Having just returned from Brazil where I was hosted by the Lula Institute, I was struck by the conversations I had with ordinary people: taxi drivers, hotel staff, youths in the streets, activists working in the favelas to business tycoons and ministers in government. There is an overwhelming sense of hope in spite of the challenges they still face in a country of 190 million people, almost four times the population of South Africa. In office for less than a year, President Dilma Rousseff has taken a tough line firing six ministers for corruption, misuse of funds and influence peddling.
At the core of Brazil’s success is undoubtedly the successful public and social policies pursued by the charismatic former president Lula and his team. Building on the stabilisation efforts laid by previous administrations, he aggressively confronted the problems of Brazil’s poor, arguing that the key strategic objectives of government policy should be the right of every Brazilian family to have three nutritious meals a day. By launching the Zero Hunger Campaign, it focused the minds of government bureaucrats on the needs of the people. Underpinned by the social protection programme Bolsha Familia, 13 million families receive a grant which goes to the women in 93% of the homes. It has taken close to 30 million people out of hunger and poverty and had a huge impact on increasing school attendance and immunisation of children. The school feeding scheme has linked meals to family agriculture and strengthened local economic development.
At the same time implementing strong and pragmatic economic policies which were often criticised by the Left, Lula drove a vision of a strong partnership between the public and private sectors which in his eight-year term resulted in the creation of at least ten million jobs. The central roles of BNDES, the Brazilian national development bank, and leading parastatal corporations were critical in taking the risks that drove an industrial and infrastructure strategy that opened up new sectors and crowded in private capital.

┄┄┄┄┄┄

● Short problem 1: Rewrite the paragraph of the Brazil text beginning "At the core of Brazil's success" as a bulleted list, keeping its main facts.
● Short problem 2: Translate this sentence from the Brazil text into Spanish: "In office for less than a year, President Dilma Rousseff has taken a tough line firing six ministers for corruption, misuse of funds and influence peddling."
● Short problem 3: Carry on the Brazil text from its final sentence.
The items come from a separate source and are unrelated to the Brazil text.

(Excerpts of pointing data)
┄┄┄┄┄┄

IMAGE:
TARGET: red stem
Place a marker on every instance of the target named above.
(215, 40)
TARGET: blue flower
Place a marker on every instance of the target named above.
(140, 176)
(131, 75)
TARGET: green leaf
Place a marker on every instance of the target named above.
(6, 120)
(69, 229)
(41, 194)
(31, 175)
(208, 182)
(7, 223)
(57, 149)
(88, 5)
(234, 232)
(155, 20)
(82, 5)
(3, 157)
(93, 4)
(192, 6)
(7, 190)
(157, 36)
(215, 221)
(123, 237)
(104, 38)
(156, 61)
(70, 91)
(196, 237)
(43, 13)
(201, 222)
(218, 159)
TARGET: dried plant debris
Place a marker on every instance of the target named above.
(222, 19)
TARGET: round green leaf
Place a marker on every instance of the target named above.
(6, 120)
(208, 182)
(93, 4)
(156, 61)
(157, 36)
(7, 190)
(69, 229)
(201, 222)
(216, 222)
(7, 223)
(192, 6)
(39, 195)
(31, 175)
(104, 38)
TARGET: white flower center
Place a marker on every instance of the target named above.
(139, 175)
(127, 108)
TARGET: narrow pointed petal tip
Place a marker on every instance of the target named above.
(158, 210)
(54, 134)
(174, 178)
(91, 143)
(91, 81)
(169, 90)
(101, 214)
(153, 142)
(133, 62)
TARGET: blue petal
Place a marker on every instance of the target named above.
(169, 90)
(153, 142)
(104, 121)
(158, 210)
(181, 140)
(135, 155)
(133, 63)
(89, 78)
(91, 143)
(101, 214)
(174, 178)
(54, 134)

┄┄┄┄┄┄

● Response 1:
- Brazil's success rests mainly on the public and social policies of former president Lula and his team.
- Building on stabilization work by earlier administrations, Lula tackled the problems of the poor and held that every Brazilian family has a right to three nutritious meals a day.
- The Zero Hunger Campaign focused government bureaucrats on the needs of the people.
- Under the Bolsha Familia social protection program, 13 million families receive a grant, which goes to the women in 93% of homes.
- Close to 30 million people have been lifted out of hunger and poverty, and school attendance and child immunization have risen sharply.
- The school feeding scheme links meals to family agriculture and has strengthened local economic development.

● Response 2: Con menos de un año en el cargo, la presidenta Dilma Rousseff ha adoptado una línea dura al destituir a seis ministros por corrupción, malversación de fondos y tráfico de influencias.

● Response 3:
The expansion of the ethanol industry drove Brazil towards energy self-sufficiency and opened up new opportunities for farmers on lands previously unsuitable for agriculture. Scientific agencies such as Embrapa harnessed new technologies that created new and better seed varieties and inputs that drove farming efficiencies that have made Brazil food-secure and the powerhouse of global agriculture.
With the African Development Bank, I was invited to address the heads of Brazil’s major public and private sectors investing in Africa. I argued investment philosophy had to embrace the social policies that made Brazil a success. Our greatest challenge in Africa is to feed our people and address the overwhelming poverty and inequality. Africa has gone from a net food exporter in the 1960s to being heavily dependent on food aid – as demonstrated by the recent crisis in the Horn of Africa. Of the world’s hungry, 250 million live in Africa and one in three children are stunted or malnourished. As the population of Africa rises to 2.5 billion by 2050, more than half will be living in cities and the vast majority be under the age of 25. Youth unemployment and the despair of hunger are time bombs waiting to explode.
With 80% of arable land uncultivated and nearly two-thirds of African countries net importers of food, this is a huge opportunity for the right type of partnership between Brazil and Africa to bring mutual benefits such as transfer of skills, technology and the building of the capacity of African small-scale farmers. This will distinguish countries from the notorious “land grabs” where often deals are struck with corrupt leaders and end up serving only the food security needs of foreign countries and, ultimately, nations capsized by social resentment and instability.
Secondly, Africa is moving towards greater transparency in addressing our “resource curse”. Momentum is building for greater transparency in mining deals. The Natural Recourse Charter has set down principles on how exploiting natural wealth must bring the full benefits of taxes to promote environmental and social development. This implies inclusive social development that benefits the majority of citizens and not just to a predatory political elite.
The Extractive Industries Transparency Initiative sets the global standard for transparency in oil, gas and mining and has now been adopted by the G20. Civil society and a partnership of committed governments and businesses are now building a global campaign for the public disclosure of all contracts and that companies should publish what they pay and governments must disclose what they receive. As one Ghanaian elderly woman remarked, “If we are walking on gold, why are we so poor?”. Hundreds of millions of Africans are demanding the answer to this question. We have had enough of the corruption of the few that has left the majority living in conditions of civil war, conflict, hunger and poverty.
Thirdly, my appeal was for the transfer of technology that made Brazil energy self-sufficient. More than two billion people do not have access to electricity and the bulk of these live in Africa. Not only was Brazil successful in advancing the scientific barriers to ethanol production, it also sharpened abilities in no-grid platforms such as solar, wind, biomass, hydro, water purification and dry sanitation. Africa would be able to harness these technologies – as we did with mobile phones – and leapfrog into the 21st century.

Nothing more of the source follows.